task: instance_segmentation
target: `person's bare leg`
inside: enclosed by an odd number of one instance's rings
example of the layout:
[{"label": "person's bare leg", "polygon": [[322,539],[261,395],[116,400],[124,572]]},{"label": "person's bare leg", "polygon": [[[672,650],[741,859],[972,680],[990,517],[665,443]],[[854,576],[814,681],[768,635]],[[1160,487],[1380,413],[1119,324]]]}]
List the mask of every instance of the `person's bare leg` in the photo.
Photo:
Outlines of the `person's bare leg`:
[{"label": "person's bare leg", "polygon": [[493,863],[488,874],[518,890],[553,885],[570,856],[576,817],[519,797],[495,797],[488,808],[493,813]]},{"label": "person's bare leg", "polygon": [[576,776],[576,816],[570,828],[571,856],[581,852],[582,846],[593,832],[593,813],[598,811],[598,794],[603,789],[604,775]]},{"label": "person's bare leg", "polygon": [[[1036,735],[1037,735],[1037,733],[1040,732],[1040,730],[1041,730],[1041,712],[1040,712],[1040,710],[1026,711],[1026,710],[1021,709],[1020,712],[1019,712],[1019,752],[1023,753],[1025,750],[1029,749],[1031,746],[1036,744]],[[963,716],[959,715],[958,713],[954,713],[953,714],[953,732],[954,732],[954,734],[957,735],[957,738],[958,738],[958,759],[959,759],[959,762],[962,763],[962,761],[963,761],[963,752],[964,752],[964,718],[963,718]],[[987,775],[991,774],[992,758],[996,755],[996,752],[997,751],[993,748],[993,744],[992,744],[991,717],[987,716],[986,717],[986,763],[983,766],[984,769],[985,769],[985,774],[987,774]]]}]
□ □ □ □
EXERCISE OBJECTIVE: Each entry above is to be set down again in exactly the same words.

ANSWER BOX:
task: instance_segmentation
target: `person's bare leg`
inside: enclosed by an odd number of one instance's rings
example of the layout:
[{"label": "person's bare leg", "polygon": [[322,539],[261,395],[116,400],[124,572]]},{"label": "person's bare leg", "polygon": [[[672,650],[741,859],[972,680],[990,517],[665,443]],[[854,576],[814,681],[768,635]],[[1160,487],[1380,413],[1119,324]]]}]
List the mask of every instance of the `person's bare leg` in the photo.
Photo:
Outlines of the `person's bare leg`:
[{"label": "person's bare leg", "polygon": [[493,863],[488,874],[518,890],[553,885],[570,856],[576,817],[519,797],[495,797],[488,808],[493,813]]},{"label": "person's bare leg", "polygon": [[576,776],[576,816],[570,828],[571,856],[581,852],[582,846],[593,832],[593,813],[598,811],[598,794],[603,789],[604,775]]},{"label": "person's bare leg", "polygon": [[[1036,735],[1037,735],[1037,733],[1040,732],[1040,730],[1041,730],[1041,712],[1040,712],[1040,710],[1026,711],[1026,710],[1021,709],[1020,712],[1019,712],[1019,752],[1023,753],[1025,750],[1029,749],[1031,746],[1036,744]],[[963,716],[959,715],[958,713],[954,713],[953,714],[953,732],[954,732],[954,734],[957,735],[957,738],[958,738],[958,759],[959,759],[959,762],[962,763],[962,761],[963,761],[963,752],[964,752],[964,718],[963,718]],[[987,775],[991,774],[992,758],[996,755],[996,752],[997,751],[993,748],[993,744],[992,744],[991,717],[987,716],[986,717],[986,763],[983,766],[984,769],[985,769],[985,774],[987,774]]]}]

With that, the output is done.